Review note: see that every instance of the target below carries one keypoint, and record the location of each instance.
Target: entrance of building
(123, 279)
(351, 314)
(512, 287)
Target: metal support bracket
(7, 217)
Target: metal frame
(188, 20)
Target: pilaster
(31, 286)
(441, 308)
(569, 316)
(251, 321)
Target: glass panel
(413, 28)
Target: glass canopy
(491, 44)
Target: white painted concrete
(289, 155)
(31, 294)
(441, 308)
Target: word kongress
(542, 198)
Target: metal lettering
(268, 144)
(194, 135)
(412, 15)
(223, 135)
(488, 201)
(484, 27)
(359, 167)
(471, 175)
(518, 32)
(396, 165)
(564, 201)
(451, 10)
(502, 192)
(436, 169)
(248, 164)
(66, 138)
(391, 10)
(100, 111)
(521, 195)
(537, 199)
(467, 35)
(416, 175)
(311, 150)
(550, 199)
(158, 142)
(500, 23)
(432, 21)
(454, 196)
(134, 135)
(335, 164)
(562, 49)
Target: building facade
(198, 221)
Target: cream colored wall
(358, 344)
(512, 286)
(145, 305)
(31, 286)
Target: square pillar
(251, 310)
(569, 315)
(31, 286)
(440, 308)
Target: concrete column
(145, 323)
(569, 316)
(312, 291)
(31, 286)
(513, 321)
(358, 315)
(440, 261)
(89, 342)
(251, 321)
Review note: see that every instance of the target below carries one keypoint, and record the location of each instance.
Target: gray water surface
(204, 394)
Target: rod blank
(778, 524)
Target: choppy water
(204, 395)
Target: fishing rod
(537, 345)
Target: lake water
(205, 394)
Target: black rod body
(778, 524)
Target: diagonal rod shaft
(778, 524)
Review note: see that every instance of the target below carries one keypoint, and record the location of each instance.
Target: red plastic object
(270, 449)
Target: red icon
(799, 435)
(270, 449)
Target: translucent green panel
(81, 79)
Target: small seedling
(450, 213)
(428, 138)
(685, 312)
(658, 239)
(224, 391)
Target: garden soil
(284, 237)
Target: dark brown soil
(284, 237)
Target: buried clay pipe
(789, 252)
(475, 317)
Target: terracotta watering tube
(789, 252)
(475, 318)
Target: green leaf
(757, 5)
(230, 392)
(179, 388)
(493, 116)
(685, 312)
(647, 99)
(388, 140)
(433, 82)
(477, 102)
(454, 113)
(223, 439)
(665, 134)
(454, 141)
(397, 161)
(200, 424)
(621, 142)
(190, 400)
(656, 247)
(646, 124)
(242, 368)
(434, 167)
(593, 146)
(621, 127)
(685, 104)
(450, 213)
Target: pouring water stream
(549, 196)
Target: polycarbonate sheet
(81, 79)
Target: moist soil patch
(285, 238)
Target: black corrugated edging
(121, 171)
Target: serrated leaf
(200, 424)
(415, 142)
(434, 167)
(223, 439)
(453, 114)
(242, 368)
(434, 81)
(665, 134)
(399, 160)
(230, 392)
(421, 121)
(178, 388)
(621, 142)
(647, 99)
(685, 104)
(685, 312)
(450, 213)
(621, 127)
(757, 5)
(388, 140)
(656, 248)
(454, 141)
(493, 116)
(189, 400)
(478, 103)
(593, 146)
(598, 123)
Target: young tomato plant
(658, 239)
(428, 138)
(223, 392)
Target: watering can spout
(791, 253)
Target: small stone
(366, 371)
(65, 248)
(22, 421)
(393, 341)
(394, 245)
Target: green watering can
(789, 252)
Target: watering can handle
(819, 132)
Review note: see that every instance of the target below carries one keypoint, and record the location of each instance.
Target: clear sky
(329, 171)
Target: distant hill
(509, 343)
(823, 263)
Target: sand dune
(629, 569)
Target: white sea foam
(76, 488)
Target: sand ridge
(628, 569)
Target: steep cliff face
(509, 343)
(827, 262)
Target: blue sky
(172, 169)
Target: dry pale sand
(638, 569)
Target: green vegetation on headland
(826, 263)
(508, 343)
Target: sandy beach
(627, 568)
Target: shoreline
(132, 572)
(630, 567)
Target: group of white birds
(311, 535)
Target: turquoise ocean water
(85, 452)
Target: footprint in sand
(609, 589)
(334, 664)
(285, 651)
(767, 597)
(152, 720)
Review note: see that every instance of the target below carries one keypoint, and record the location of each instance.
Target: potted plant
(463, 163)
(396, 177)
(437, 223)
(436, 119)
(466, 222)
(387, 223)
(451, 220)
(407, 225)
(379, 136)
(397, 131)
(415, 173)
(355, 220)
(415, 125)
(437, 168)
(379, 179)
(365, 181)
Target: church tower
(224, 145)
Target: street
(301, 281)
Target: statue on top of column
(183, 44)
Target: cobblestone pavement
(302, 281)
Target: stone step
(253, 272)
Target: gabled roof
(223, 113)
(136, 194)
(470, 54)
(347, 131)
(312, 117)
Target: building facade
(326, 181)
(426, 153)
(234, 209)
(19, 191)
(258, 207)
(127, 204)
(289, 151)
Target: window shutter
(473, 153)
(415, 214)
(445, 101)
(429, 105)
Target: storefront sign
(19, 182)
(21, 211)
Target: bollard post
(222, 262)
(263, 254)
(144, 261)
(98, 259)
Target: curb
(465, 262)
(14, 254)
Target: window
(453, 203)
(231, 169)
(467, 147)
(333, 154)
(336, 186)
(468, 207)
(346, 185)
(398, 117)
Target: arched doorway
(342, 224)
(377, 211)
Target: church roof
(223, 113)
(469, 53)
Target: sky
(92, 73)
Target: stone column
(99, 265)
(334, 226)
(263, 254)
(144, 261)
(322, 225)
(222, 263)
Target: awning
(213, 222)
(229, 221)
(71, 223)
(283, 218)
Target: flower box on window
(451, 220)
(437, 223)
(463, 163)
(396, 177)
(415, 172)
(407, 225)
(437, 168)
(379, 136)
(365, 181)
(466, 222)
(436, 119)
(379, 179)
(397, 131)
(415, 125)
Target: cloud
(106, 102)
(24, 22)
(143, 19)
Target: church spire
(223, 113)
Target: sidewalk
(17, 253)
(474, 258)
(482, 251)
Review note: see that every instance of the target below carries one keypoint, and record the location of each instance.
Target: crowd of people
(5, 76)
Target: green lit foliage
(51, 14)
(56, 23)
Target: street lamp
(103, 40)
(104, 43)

---*---

Turn everything from the line containing "Target: sky" down to the end of the rows, both ends included, into a numbered list, skipping any blank lines.

**Full solution:**
1. Target: sky
2. (92, 73)
3. Target: stone column
4. (99, 265)
5. (334, 226)
6. (263, 254)
7. (144, 261)
8. (322, 225)
9. (222, 263)
10. Target: awning
11. (213, 222)
12. (229, 221)
13. (71, 223)
14. (283, 218)
15. Target: flower box on window
16. (451, 220)
17. (437, 223)
18. (463, 163)
19. (396, 177)
20. (415, 172)
21. (407, 225)
22. (437, 168)
23. (379, 136)
24. (365, 181)
25. (466, 222)
26. (436, 119)
27. (379, 179)
28. (397, 131)
29. (415, 125)
30. Target: cloud
31. (106, 102)
32. (24, 22)
33. (143, 19)
34. Target: church spire
35. (223, 113)
36. Target: sidewalk
37. (17, 253)
38. (474, 258)
39. (482, 251)
40. Review note: see that every instance of the target below carries one keypoint, and record the location of each instance.
41. Target: crowd of people
42. (5, 76)
43. Target: green lit foliage
44. (51, 14)
45. (56, 23)
46. Target: street lamp
47. (103, 40)
48. (104, 43)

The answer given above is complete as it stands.